Work instructions - Only the lines below between the ones containing "Please review the image above and annotate the limestone" and "Please review the image above and annotate the red", inclusive, are to be reproduced, each exactly as it stands.

(Records from a data collection)
════
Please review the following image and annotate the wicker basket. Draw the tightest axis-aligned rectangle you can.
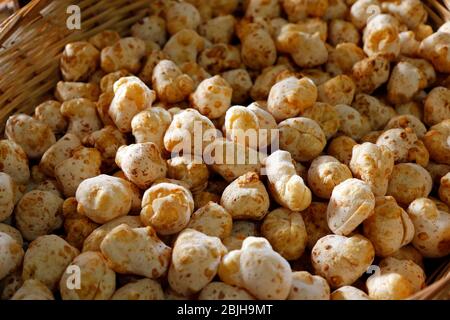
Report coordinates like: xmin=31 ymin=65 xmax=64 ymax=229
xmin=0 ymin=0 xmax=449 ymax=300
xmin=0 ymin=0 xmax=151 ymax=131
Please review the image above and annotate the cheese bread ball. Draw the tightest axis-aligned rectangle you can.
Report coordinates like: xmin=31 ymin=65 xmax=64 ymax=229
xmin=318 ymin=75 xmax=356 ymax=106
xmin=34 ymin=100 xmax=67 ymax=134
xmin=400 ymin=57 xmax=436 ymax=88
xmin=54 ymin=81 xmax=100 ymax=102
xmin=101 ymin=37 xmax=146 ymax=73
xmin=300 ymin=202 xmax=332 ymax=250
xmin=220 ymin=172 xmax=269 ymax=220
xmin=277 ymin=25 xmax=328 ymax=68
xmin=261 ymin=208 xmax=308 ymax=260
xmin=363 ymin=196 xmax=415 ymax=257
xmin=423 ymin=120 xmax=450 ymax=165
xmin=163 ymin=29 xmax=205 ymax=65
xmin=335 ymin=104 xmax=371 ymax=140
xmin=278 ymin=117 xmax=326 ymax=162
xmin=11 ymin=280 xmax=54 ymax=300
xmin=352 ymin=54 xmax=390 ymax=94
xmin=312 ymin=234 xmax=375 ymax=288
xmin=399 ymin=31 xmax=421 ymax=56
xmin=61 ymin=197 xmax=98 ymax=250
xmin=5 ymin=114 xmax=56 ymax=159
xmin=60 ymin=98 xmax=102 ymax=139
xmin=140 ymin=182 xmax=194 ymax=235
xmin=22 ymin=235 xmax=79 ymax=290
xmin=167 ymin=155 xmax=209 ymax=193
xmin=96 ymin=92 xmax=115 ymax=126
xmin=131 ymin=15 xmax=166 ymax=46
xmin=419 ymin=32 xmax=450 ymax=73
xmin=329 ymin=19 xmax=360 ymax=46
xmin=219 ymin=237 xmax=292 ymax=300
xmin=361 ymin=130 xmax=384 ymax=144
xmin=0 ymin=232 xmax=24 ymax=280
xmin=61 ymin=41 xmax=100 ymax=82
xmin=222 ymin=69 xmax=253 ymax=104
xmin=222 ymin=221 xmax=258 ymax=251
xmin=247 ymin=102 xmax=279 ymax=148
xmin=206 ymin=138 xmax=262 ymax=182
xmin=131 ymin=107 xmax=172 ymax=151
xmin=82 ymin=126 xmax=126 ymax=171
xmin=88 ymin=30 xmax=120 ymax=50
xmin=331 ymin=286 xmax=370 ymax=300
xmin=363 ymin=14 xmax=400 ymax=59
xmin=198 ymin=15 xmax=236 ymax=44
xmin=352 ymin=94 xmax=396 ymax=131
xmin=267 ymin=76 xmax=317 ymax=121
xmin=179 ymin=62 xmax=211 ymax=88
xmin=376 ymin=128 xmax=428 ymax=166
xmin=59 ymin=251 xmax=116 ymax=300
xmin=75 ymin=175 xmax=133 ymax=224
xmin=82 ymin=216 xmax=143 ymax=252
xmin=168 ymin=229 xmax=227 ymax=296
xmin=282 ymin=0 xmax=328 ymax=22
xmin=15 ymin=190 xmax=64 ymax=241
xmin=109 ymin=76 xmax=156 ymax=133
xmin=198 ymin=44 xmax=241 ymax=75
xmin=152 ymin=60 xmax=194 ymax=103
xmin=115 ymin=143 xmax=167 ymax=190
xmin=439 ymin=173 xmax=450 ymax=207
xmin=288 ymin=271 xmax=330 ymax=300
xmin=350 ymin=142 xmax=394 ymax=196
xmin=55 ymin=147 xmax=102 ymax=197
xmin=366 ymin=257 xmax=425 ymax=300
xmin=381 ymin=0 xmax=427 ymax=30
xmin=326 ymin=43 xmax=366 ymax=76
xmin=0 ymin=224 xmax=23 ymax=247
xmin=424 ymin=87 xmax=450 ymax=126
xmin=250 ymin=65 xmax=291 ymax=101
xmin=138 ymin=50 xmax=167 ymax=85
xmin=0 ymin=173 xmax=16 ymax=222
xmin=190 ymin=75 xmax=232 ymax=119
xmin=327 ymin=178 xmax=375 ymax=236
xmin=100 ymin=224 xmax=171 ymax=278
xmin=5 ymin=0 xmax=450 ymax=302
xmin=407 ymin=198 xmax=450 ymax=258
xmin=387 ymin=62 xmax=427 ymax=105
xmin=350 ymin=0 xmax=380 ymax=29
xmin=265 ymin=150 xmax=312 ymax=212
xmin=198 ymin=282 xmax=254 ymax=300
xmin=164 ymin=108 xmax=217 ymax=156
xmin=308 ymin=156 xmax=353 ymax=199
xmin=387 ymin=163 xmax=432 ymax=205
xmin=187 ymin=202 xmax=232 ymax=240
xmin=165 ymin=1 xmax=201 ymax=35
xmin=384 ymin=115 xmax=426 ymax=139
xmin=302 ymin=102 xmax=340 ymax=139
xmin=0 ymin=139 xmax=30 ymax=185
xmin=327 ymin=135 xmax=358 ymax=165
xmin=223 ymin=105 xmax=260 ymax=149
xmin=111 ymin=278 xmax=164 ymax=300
════
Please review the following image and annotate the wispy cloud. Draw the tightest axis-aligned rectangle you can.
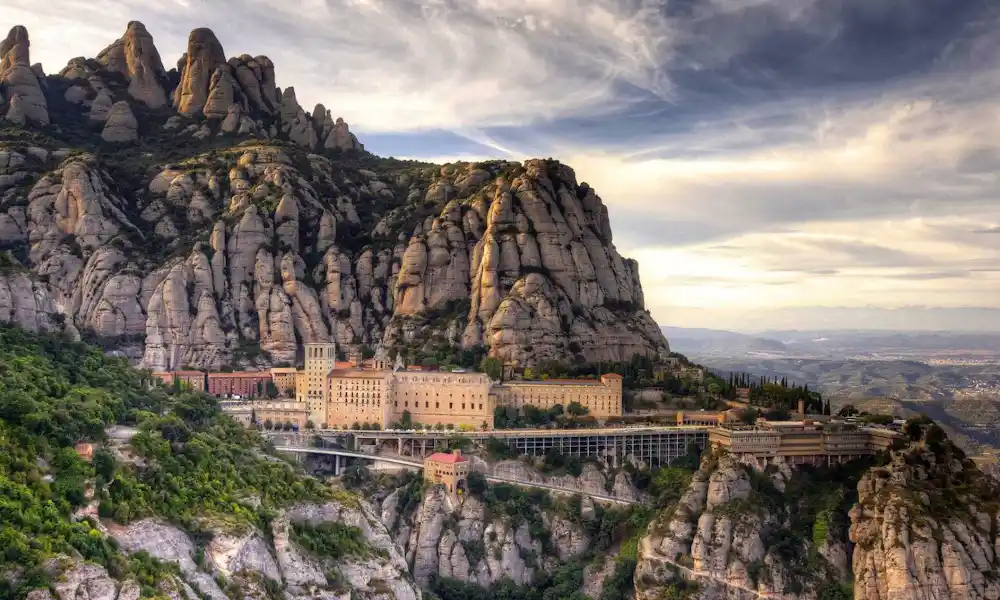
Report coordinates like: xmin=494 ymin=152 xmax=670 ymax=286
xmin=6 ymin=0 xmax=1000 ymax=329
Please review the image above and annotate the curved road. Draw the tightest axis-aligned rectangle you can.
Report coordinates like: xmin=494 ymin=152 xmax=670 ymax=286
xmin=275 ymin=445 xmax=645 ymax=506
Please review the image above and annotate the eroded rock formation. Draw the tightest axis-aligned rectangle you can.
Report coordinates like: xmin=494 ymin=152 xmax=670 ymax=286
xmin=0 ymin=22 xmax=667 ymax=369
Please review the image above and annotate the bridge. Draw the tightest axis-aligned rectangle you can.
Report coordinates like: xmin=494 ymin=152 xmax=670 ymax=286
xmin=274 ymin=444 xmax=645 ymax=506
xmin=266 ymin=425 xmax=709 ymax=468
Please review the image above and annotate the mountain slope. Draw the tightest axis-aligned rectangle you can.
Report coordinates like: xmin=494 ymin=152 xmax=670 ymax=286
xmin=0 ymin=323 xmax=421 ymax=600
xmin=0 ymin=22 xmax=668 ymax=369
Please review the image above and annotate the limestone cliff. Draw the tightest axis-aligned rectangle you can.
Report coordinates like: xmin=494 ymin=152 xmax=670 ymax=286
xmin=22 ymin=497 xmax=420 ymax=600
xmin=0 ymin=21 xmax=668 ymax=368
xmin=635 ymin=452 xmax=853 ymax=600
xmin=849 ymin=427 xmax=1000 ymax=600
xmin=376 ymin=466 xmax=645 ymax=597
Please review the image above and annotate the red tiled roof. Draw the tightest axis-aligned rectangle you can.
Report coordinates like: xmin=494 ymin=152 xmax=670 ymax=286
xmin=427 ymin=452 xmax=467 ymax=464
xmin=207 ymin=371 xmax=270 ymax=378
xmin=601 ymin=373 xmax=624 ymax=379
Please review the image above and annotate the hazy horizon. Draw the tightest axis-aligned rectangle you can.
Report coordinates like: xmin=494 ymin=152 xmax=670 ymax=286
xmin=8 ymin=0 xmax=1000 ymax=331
════
Answer for the task -
Please review the image above and annotate the limestone cliff. Draw the tightest axis-aligned rectangle you can.
Report coordinates like: xmin=494 ymin=152 xmax=670 ymax=286
xmin=22 ymin=497 xmax=420 ymax=600
xmin=0 ymin=21 xmax=668 ymax=368
xmin=635 ymin=452 xmax=853 ymax=600
xmin=849 ymin=427 xmax=1000 ymax=600
xmin=376 ymin=466 xmax=645 ymax=597
Please review the image above and annotate the red tiled roof. Draw the tightest axis-aligned rectangle you can.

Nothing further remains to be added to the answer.